__Information shown__
** BEGIN **

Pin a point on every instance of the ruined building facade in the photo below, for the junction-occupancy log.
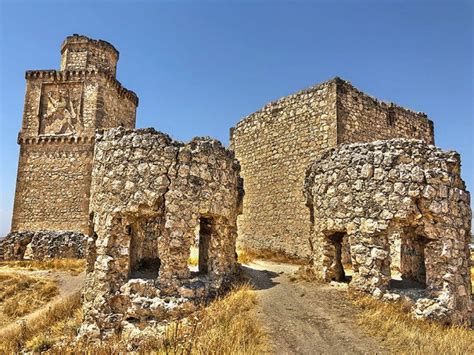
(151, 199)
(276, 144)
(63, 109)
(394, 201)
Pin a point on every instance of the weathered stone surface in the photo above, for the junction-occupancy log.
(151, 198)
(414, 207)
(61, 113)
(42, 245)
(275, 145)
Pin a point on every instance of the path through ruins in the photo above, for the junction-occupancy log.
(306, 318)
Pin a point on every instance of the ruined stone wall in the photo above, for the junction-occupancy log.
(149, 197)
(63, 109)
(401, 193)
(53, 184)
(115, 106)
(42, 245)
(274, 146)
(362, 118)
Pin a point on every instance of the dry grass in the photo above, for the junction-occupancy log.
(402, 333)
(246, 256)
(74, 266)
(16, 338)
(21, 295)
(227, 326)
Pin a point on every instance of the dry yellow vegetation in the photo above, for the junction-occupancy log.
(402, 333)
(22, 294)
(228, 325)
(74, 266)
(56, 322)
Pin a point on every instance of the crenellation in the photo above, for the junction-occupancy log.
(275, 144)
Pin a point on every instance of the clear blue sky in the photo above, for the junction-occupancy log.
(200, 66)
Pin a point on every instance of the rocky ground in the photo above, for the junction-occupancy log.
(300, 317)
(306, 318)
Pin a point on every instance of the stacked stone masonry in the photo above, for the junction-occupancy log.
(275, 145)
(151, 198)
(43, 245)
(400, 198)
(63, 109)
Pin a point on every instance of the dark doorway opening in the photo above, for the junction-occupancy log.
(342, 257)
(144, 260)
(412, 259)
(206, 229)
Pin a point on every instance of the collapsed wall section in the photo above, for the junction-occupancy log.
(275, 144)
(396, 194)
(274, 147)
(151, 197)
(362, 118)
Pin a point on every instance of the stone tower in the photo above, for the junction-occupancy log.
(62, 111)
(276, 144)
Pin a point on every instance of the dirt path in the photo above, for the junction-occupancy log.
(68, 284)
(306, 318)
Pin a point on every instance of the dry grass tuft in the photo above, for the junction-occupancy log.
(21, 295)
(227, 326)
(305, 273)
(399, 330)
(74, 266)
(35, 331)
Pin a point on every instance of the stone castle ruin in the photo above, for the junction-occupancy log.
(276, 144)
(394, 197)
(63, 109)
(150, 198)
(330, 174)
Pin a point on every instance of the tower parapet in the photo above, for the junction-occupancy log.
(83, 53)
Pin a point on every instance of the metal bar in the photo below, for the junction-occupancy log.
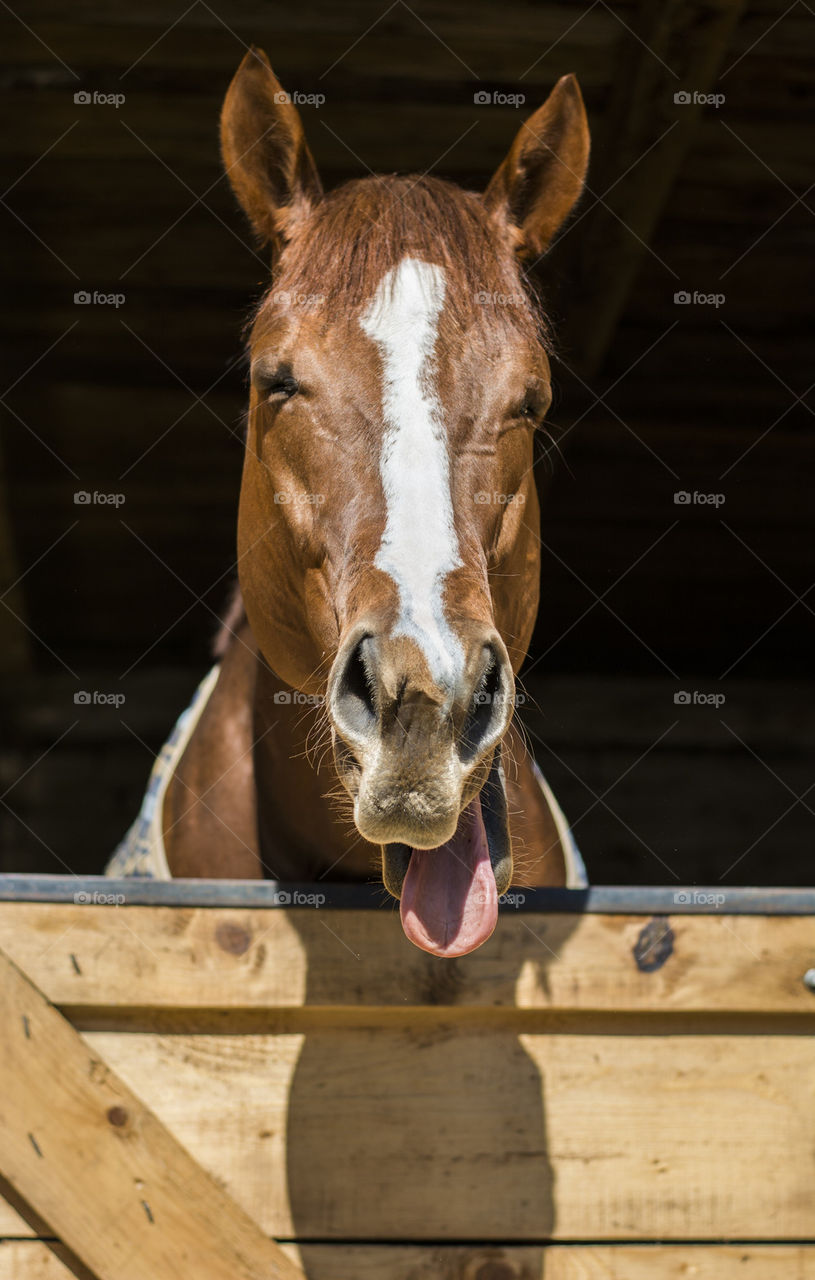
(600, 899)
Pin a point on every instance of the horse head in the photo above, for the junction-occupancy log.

** END **

__Short task__
Rewrite all of the records above with "Pin a point" switched to "Mark a point" and everything else unchanged. Leave the pictures out.

__Problem solution__
Mark a point on every instance of the ruined building facade in the photo below, for the junction-occupancy log.
(151, 199)
(276, 144)
(63, 109)
(394, 201)
Mark a point on every instance of the weathered stone surface in the photo above, for the junction-occupancy log.
(151, 198)
(414, 207)
(61, 113)
(42, 245)
(275, 145)
Mark a point on every instance of the path through ruins in the photo above, for the junction-occupancy log.
(306, 318)
Mark a point on every instance of the ruined stone wall in the photo above, for the junction-occupancy log.
(149, 197)
(63, 109)
(401, 193)
(53, 184)
(115, 106)
(42, 245)
(274, 146)
(362, 118)
Mark a point on every instance of the dry grass in the photo above, for the junction-occupancy log.
(402, 333)
(246, 256)
(74, 266)
(16, 338)
(21, 295)
(227, 326)
Mark a point on every instance of the dry yellow vegetation in the photo above, for the junction-occupancy log.
(402, 333)
(22, 294)
(228, 325)
(74, 266)
(56, 322)
Mark a point on every instance of the crenellation in the photo above, for the junction-occupancy log.
(275, 144)
Mark a point on every instance of the clear blue sky in the photo above, for the junction-occupancy log.
(200, 66)
Mark a point on every instance of the rocky ground in the photo above, for the junction-occupancy log.
(300, 317)
(306, 318)
Mark a point on every instance of the stacked stone masonry in the photo above, for the junction-occupancy log.
(275, 145)
(151, 198)
(43, 245)
(400, 198)
(63, 109)
Mark a point on every instance of the dark doorway opening in the photo above, for the junction-occupancy log.
(342, 257)
(144, 260)
(412, 259)
(206, 229)
Mark a point on every instance of the collapsed wall section in the photo above, for the junction-occupancy log.
(275, 144)
(396, 194)
(274, 147)
(151, 197)
(362, 118)
Mark a point on every instance of the stone tower in the photo above, for the junction-occupancy log.
(62, 111)
(276, 144)
Mark a point on every instance of the dirt path in the photo above, for the junction-occupancy log.
(68, 284)
(306, 318)
Mark a point on every instance of the dry grass tuft in the photo above, for the junction-occupancy log.
(21, 295)
(227, 326)
(305, 273)
(399, 330)
(74, 266)
(35, 331)
Mark a point on every instance of the stone castle ruin in the photo above, for the junction-occupancy log.
(276, 144)
(394, 197)
(63, 109)
(150, 198)
(330, 174)
Mark a point on every instance of the tower parapet in the photo above, for the junction-occupancy log.
(83, 53)
Mark a point on every instance of the metal bar in the photo below, for the junction-occupancy log.
(600, 899)
Mark a point on every instance of the horse head in the photo above, for the junction-occupancy log.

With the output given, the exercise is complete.